[TASK OBJECTIVE]
Reproduce the listing word for word. Skip any image.

[EXERCISE DATA]
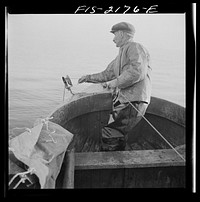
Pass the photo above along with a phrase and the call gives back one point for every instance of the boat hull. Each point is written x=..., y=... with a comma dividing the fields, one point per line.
x=158, y=165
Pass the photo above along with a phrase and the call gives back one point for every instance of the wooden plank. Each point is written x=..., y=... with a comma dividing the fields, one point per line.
x=68, y=180
x=127, y=159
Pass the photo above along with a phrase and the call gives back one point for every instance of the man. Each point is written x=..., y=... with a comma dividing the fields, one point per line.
x=128, y=75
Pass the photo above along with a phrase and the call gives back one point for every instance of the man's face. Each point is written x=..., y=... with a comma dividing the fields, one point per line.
x=118, y=38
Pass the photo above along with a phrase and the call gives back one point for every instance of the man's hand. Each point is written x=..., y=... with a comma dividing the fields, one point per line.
x=111, y=85
x=83, y=79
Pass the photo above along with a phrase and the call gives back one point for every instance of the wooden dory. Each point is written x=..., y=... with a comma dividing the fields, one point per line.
x=148, y=160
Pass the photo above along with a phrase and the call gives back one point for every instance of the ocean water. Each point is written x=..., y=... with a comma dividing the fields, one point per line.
x=37, y=60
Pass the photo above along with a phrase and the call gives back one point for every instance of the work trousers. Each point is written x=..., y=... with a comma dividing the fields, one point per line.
x=125, y=118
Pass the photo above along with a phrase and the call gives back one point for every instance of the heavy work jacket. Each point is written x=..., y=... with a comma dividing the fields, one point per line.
x=129, y=72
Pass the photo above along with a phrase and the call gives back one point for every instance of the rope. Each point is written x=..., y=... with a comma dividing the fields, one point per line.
x=22, y=175
x=154, y=128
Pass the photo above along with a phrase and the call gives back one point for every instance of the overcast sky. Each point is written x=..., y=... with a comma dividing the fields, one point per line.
x=49, y=40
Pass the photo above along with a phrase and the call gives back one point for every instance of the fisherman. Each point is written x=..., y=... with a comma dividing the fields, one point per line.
x=128, y=77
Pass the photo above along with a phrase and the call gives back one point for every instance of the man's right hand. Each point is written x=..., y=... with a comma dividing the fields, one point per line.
x=83, y=79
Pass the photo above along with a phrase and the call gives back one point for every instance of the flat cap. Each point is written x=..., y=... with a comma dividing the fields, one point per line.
x=123, y=26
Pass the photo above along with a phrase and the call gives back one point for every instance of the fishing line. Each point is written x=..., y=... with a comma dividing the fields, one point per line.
x=154, y=128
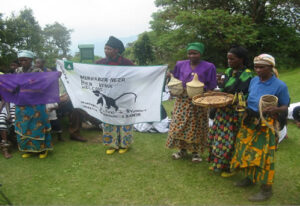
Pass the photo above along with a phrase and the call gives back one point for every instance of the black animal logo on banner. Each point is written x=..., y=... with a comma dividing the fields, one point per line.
x=109, y=101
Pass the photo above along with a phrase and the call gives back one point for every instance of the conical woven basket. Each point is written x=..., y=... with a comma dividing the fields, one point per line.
x=194, y=87
x=175, y=86
x=264, y=102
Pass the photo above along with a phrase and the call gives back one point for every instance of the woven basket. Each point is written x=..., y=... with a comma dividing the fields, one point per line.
x=213, y=99
x=175, y=86
x=194, y=87
x=264, y=102
x=176, y=89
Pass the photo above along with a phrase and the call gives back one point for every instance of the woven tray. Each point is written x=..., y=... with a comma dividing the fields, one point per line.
x=213, y=99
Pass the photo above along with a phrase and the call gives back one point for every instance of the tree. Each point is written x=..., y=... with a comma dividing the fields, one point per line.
x=142, y=50
x=58, y=37
x=19, y=32
x=23, y=32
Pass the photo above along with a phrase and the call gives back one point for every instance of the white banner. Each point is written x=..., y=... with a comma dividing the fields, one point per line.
x=118, y=95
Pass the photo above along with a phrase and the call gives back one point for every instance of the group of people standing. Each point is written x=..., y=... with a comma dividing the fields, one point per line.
x=237, y=140
x=33, y=123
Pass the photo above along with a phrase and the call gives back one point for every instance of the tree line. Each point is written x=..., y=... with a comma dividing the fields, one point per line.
x=261, y=26
x=22, y=31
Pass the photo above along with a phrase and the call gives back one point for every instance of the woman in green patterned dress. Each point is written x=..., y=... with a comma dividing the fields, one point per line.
x=227, y=119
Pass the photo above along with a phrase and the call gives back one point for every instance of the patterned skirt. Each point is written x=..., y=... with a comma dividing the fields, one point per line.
x=255, y=151
x=117, y=136
x=32, y=127
x=189, y=126
x=221, y=137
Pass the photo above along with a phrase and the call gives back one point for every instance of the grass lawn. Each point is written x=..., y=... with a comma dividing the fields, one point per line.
x=82, y=174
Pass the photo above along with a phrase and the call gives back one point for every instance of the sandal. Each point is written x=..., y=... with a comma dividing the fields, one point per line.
x=179, y=155
x=196, y=158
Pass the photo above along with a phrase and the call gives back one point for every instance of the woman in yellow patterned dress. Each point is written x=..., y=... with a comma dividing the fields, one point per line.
x=256, y=142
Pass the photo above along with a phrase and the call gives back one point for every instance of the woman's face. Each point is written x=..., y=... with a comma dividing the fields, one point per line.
x=263, y=71
x=194, y=55
x=110, y=52
x=234, y=61
x=25, y=62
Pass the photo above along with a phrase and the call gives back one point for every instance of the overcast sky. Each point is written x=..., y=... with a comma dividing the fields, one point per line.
x=91, y=20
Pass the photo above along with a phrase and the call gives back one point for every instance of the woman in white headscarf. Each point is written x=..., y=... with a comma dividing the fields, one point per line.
x=256, y=141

[ANSWER AREA]
Pass the photo above along with a phrase and the call gives back one point for every instance of the boat hull. Each point is written x=..., y=... with a comma dividing the fields, one point per line.
x=158, y=165
Pass the photo above along with a phrase and the call gives back one point for every instance of the wooden plank. Each point is written x=..., y=... with a comma dividing the fields, one point per line.
x=68, y=180
x=127, y=159
Pass the photo above along with a phrase and the call gives back one point for every instance of the man. Each point is written x=..., y=... with a comma dividing the fields, one point per line.
x=128, y=75
Pass the photo above along with a phrase and the call gives back one point for every instance of the man's face. Each point is written x=..., y=... with a comma dividing the fields, one point per line.
x=118, y=38
Pass the photo above along with a phrase and the call gives back one point for every instance of the man's hand. Each point is written x=..., y=... with a comma dividing the fields, one point per line.
x=111, y=85
x=83, y=79
Pass the photo above along with a phrase and the call gives back one point for every instance of the wooden dory. Each point is written x=..., y=... with a comma dividing the fields, one point per line.
x=148, y=160
Pass the photo above along with a phrase and the call gives back one point for every instance of the ocean water. Each point is written x=..., y=... with a comma dividing the fields, one point per line.
x=37, y=60
Pass the photo above along with a phrase and the call gives back one point for every instance of the work trousers. Each point is written x=..., y=... with a comma dividing the fields, one point per line.
x=125, y=118
Pass the photo above along with a phrase and the call gives back one point for every instance of the heavy work jacket. Each point is written x=..., y=... with a comma dividing the fields, one point per line.
x=129, y=72
Pass the photo above along with a phrase and the call gives back one point for every instance of the rope. Each point is written x=..., y=... with a comma dividing the fields, one point per line.
x=22, y=175
x=154, y=128
Pass the photo above along with a phrase and the call gives back one point for every instance of the overcast sky. Each point is written x=..., y=... with a comma dividing the fields, one point per line.
x=49, y=40
Pass the photo above along with a phrase and the call gives back one point for every instance of the fisherman. Each point is written x=..., y=... with a comma dividing the fields, one point per line.
x=128, y=77
Pass the photo above along with a phrase and the call gives back one point for every instance of the man's right hand. Each point is written x=..., y=... with a comma dividing the fields, one point per line.
x=83, y=79
Pass the photo above along with a phrase and the call gives back one point for every instance of the flat cap. Each point is written x=..., y=... with a comma dividing the fields, one point per line.
x=123, y=26
Pass the photo above along with a phrase and the call gives back one point for every instance of the fishing line. Each point is written x=..., y=... with a comma dividing the fields, one point per line.
x=154, y=128
Pass the photo above along with a phrase and the call gives back one point for every instance of the black animal logo on banner. Each point is written x=..., y=... with a comma dividing the fields, one point per line.
x=109, y=101
Pass the photo above along with a phrase and the call gives back one point for every instance of the conical woven basket. Each point is written x=..., y=... with a comma dividing the fields, one point per line.
x=194, y=87
x=175, y=86
x=264, y=102
Pass the photo above along with a phrase and the call gives back one point for every instance of the woven basket. Each point is written x=..., y=... with a comma dividing the fields, one point per line.
x=213, y=99
x=175, y=86
x=194, y=87
x=264, y=102
x=176, y=89
Pass the photo above along with a phrase and the call gives back one point for every instance of the woven tray. Each point is written x=..., y=... with a comma dividing the fields, one point per line.
x=213, y=99
Pass the photo above along with a phrase and the call gives back one point for every instance of the tree. Each point is written x=..., y=... with a comma dividing the fields, one point per line.
x=142, y=50
x=58, y=37
x=19, y=32
x=23, y=32
Pass the photo above along with a phrase and the call gives back one point for every instance of the white banner. Each point is written x=..., y=... with a comma dividing the fields, one point per line.
x=118, y=95
Pass the photo above along with a phrase and the call gives back one point for every instance of the group of people standing. Each point is written x=..., y=... with a comma dividing the fields, one point per line.
x=237, y=140
x=33, y=123
Pass the photo above along with a phrase and the call gives back one point for every instance of the tree line. Each point is written x=..., y=... with a comma dividing the fields, one point per line.
x=261, y=26
x=22, y=31
Pass the photo above along with a phrase and the call gives back one point for every instance of the woman in green patterned dress. Each point is written x=..., y=... with a comma dividing the fields, one point per line.
x=227, y=119
Pass the photo above along with a phrase and the call gives back one point for every instance of the patterned skirt. Each point is written x=..., y=... with a comma dividing the fields, one point per line.
x=255, y=151
x=117, y=136
x=32, y=127
x=189, y=126
x=221, y=137
Pass the photo above along with a phrase and the call gives back one point for every instance of the grass lawn. Each point is written x=..., y=... with a comma dividing the fields, one point per line.
x=82, y=174
Pass the photo above along with a phrase and the call gives back one point for every instance of the sandal. Each point is written x=..., y=... with a comma dividing the fields, one point per line.
x=179, y=155
x=196, y=158
Pass the photo above along with a phrase and the call gives back one point for every instance of the woman in yellow patterned dress. Each point is written x=..., y=... with a comma dividing the fields, one point per line.
x=256, y=142
Pass the photo above along with a phrase and the call gives back one point for every instance of the woman's face. Each point is written x=..., y=... with a comma dividing the fields, one point per line.
x=263, y=71
x=194, y=55
x=110, y=52
x=234, y=61
x=25, y=62
Pass the photo above along with a phrase and the call gives back one point for every instance of the overcast sky. Each point is written x=..., y=... with a comma dividing the fields, one point per line.
x=91, y=20
Pass the photo above along with a phrase and the call gives back one point for every instance of the woman in white headscarf. Each point is written x=..., y=... with a comma dividing the fields, one point per line.
x=256, y=141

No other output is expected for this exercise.